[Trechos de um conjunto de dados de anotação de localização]
━━━━
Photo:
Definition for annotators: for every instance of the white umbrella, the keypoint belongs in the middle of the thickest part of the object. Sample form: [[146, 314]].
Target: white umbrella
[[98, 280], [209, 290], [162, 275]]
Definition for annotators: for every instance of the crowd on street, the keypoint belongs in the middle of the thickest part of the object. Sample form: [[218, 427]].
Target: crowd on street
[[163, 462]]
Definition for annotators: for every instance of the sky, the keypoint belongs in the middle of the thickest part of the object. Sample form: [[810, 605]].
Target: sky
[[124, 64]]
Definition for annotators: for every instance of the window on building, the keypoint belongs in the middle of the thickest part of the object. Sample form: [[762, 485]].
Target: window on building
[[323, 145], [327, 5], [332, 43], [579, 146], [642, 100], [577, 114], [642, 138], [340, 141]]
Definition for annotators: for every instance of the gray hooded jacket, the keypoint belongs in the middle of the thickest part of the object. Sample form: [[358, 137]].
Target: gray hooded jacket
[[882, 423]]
━━━━
Instrução: Transcreva como lista numerada, sem as linhas em branco, as linhas que vão do início até a linha que contém "[[98, 280], [209, 290], [162, 275]]", inclusive.

Resposta escrita:
1. Photo:
2. Definition for annotators: for every instance of the white umbrella, the keypoint belongs in the middle of the thickest part of the object. Sample form: [[146, 314]].
3. Target: white umbrella
4. [[98, 280], [209, 290], [162, 275]]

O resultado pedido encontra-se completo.